*** Opening MATERIAL FOR THIS TASK ***
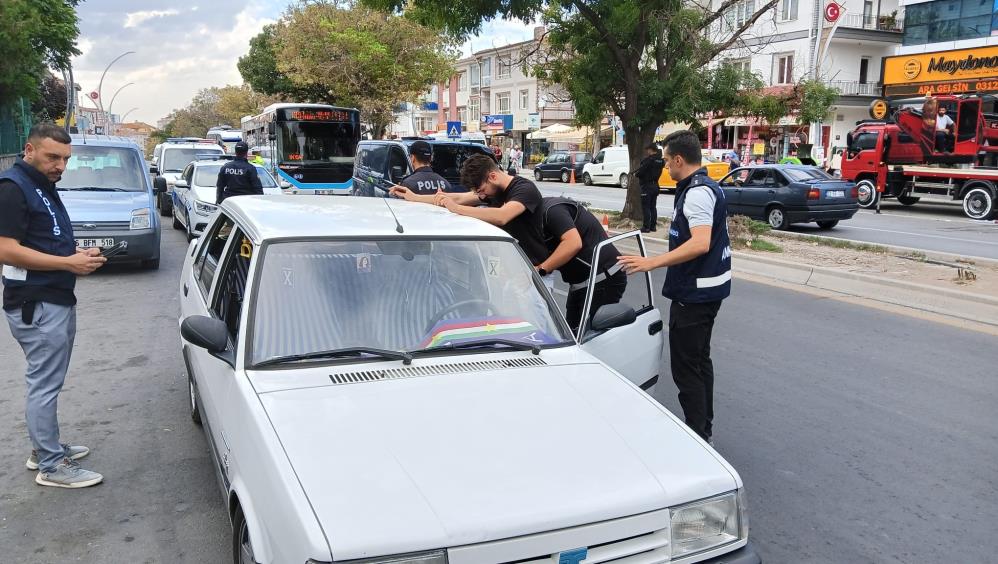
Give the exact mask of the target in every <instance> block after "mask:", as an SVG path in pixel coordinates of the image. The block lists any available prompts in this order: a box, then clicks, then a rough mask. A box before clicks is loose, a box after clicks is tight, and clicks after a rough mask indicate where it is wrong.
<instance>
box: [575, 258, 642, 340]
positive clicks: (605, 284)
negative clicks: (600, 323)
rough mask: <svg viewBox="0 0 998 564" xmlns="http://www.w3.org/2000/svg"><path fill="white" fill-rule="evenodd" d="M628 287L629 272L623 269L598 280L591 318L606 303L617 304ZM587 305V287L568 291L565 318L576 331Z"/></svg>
mask: <svg viewBox="0 0 998 564" xmlns="http://www.w3.org/2000/svg"><path fill="white" fill-rule="evenodd" d="M626 289H627V274H626V273H624V271H623V270H621V271H619V272H617V273H616V274H614V275H613V276H610V277H609V278H607V279H606V280H604V281H602V282H597V283H596V287H595V288H593V305H592V307H591V308H589V319H592V318H593V315H595V314H596V310H598V309H599V308H600V307H602V306H605V305H606V304H615V303H617V302H619V301H620V298H622V297H623V296H624V290H626ZM585 305H586V289H585V288H581V289H579V290H575V291H573V292H569V293H568V300H567V301H566V303H565V319H567V320H568V326H569V327H571V328H572V332H573V333H575V332H576V331H578V329H579V324H580V323H582V308H583V307H584V306H585Z"/></svg>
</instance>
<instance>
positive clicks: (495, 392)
mask: <svg viewBox="0 0 998 564" xmlns="http://www.w3.org/2000/svg"><path fill="white" fill-rule="evenodd" d="M627 238H634V239H635V242H636V243H638V244H640V239H639V238H640V234H639V233H633V232H632V233H630V234H623V235H620V236H617V237H614V238H611V239H609V240H608V242H607V243H606V244H611V243H616V244H620V243H621V241H622V239H627ZM598 251H599V249H597V252H598ZM632 276H633V278H632V280H631V281H630V283H629V284H628V286H629V288H630V289H631V290H632V291H635V292H640V293H641V295H642V297H643V299H648V300H649V302H648V303H650V298H651V287H650V283H651V278H650V276H649V275H648V274H646V273H645V274H635V275H632ZM591 283H592V282H591ZM589 291H590V292H591V291H592V288H591V287H590V289H589ZM179 298H180V304H181V317H180V332H181V337H182V339H181V345H182V349H181V352H182V355H183V359H184V363H185V365H186V368H187V374H188V381H189V390H190V394H189V397H190V411H191V417H192V419H193V420H194V421H195V422H196V423H200V424H202V425H203V429H204V432H205V434H206V436H207V437H208V444H209V448H210V449H211V454H212V456H213V457H214V464H212V467H213V468H215V470H216V472H217V474H218V478H219V480H218V483H219V486H220V494H221V499H222V500H223V502H224V503H225V504H226V506H227V509H228V511H227V514H228V515H229V516H230V518H231V522H232V546H233V552H234V560H235V561H236V562H247V563H248V562H261V563H271V562H303V563H304V562H308V563H313V564H314V563H322V562H334V561H335V562H348V561H349V562H365V563H388V562H391V563H396V564H398V563H409V564H416V563H419V564H444V563H450V564H464V563H476V564H480V563H498V562H520V563H527V562H530V563H538V564H540V563H545V562H556V563H557V562H561V563H571V564H578V563H580V562H611V561H612V562H648V563H653V562H680V563H686V562H711V563H718V562H722V561H723V562H725V563H735V564H737V563H741V564H749V563H757V562H759V558H758V556H757V555H756V553H755V552H754V551H753V549H752V547H751V546H749V545H748V521H747V515H746V507H745V496H744V491H743V485H742V481H741V479H740V478H739V476H738V473H737V472H736V471H735V470H734V469H733V468H732V467H731V466H730V465H729V464H728V463H727V462H725V460H724V459H723V458H721V456H720V455H719V454H718V453H717V452H715V451H714V450H713V449H712V448H711V447H710V446H709V445H708V444H706V443H705V442H703V441H702V440H700V439H699V438H698V437H697V436H696V435H695V434H694V433H693V432H692V431H690V430H689V428H687V427H686V426H685V425H684V424H683V422H682V421H680V420H679V419H678V418H676V417H675V416H674V415H672V414H671V413H670V412H669V411H668V410H666V409H665V408H664V407H663V406H662V405H661V404H659V403H658V402H657V401H655V399H653V398H652V397H650V396H649V395H648V394H647V393H646V392H645V391H643V390H642V387H645V388H651V387H653V386H654V383H655V380H656V375H657V374H658V368H659V366H660V365H661V358H660V355H661V353H662V346H663V333H664V331H663V330H662V318H661V314H660V313H659V312H658V310H656V309H655V308H654V307H652V306H646V307H643V308H641V309H640V310H635V309H632V308H631V307H629V306H627V305H624V304H613V305H607V306H603V307H602V308H600V310H599V311H598V312H596V314H595V316H594V318H593V320H592V321H591V322H587V323H585V324H583V326H582V327H580V328H579V332H578V333H576V334H572V333H571V332H570V330H569V328H568V325H567V323H566V322H565V319H564V318H563V317H562V315H561V313H560V312H559V310H558V308H557V305H556V304H555V303H554V301H553V299H552V296H551V294H550V293H549V292H547V291H546V290H545V288H544V285H543V282H542V281H541V279H540V278H539V276H538V275H537V273H536V272H535V271H534V269H533V267H532V266H531V265H530V263H529V262H528V261H527V260H526V258H525V257H524V255H523V253H522V252H521V251H520V249H519V247H518V246H517V244H516V242H515V241H514V240H513V239H512V238H511V237H510V236H509V235H508V234H506V233H505V232H504V231H502V230H500V229H498V228H496V227H493V226H491V225H488V224H486V223H484V222H480V221H477V220H474V219H471V218H465V217H460V216H456V215H453V214H451V213H450V212H448V211H446V210H444V209H442V208H438V207H433V206H429V205H425V204H414V203H408V202H402V201H392V200H386V199H382V198H347V199H340V198H335V199H330V198H324V197H321V196H300V197H296V198H286V197H279V196H242V197H238V198H230V199H227V200H225V202H223V203H222V205H221V206H220V209H219V212H218V213H217V214H216V215H215V217H214V218H213V220H212V223H211V224H210V225H209V227H208V229H207V231H206V232H205V235H204V236H203V237H201V238H200V239H199V240H198V241H197V242H194V243H191V248H190V249H189V251H188V252H187V256H186V260H185V263H184V266H183V270H182V274H181V280H180V288H179ZM590 303H591V296H590ZM587 307H589V306H587ZM587 317H588V316H585V315H584V316H583V318H587Z"/></svg>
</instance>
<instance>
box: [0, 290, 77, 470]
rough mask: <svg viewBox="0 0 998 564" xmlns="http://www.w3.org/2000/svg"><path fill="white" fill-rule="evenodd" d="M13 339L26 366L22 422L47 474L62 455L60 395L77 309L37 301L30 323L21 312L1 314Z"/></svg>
mask: <svg viewBox="0 0 998 564" xmlns="http://www.w3.org/2000/svg"><path fill="white" fill-rule="evenodd" d="M4 313H5V314H6V316H7V324H8V325H10V332H11V334H12V335H13V336H14V339H16V340H17V342H18V343H19V344H20V345H21V349H22V350H23V351H24V356H25V359H26V360H27V363H28V368H27V372H26V373H25V380H27V382H28V400H27V408H26V409H25V419H26V420H27V423H28V436H29V437H31V443H32V444H33V445H34V447H35V450H36V451H38V468H39V470H41V471H42V472H48V471H51V470H53V469H54V468H55V466H56V465H57V464H59V462H60V461H61V460H62V459H63V456H64V454H65V453H63V451H62V445H61V444H60V443H59V417H58V407H59V392H60V391H62V384H63V382H65V381H66V371H67V370H68V369H69V359H70V356H71V355H72V354H73V341H74V340H75V339H76V308H75V307H72V306H60V305H55V304H49V303H44V302H39V303H38V304H37V305H36V306H35V315H34V319H33V320H32V323H31V324H30V325H29V324H26V323H24V321H23V320H22V319H21V310H20V309H15V310H13V311H4Z"/></svg>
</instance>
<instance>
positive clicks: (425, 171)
mask: <svg viewBox="0 0 998 564" xmlns="http://www.w3.org/2000/svg"><path fill="white" fill-rule="evenodd" d="M432 160H433V146H432V145H430V144H429V143H427V142H426V141H416V142H415V143H413V144H412V145H410V146H409V163H410V164H412V170H413V172H412V174H410V175H409V176H407V177H405V178H404V179H403V180H402V182H401V185H402V186H405V187H406V188H408V189H409V190H410V191H411V192H412V193H414V194H423V195H428V194H436V193H437V192H438V191H443V192H450V190H451V186H450V182H447V179H445V178H444V177H443V176H440V175H439V174H437V173H435V172H433V169H432V168H430V162H432Z"/></svg>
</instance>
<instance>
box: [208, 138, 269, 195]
*** Closing MATERIAL FOR THIS TASK ***
EXERCISE PROMPT ▸
Within the listing above, give again exactly every line from the line with "box: [575, 258, 642, 340]" through the line with "negative clicks: (600, 323)", both included, and no other line.

EXPECTED ANSWER ▸
box: [575, 258, 642, 340]
positive clicks: (605, 284)
negative clicks: (600, 323)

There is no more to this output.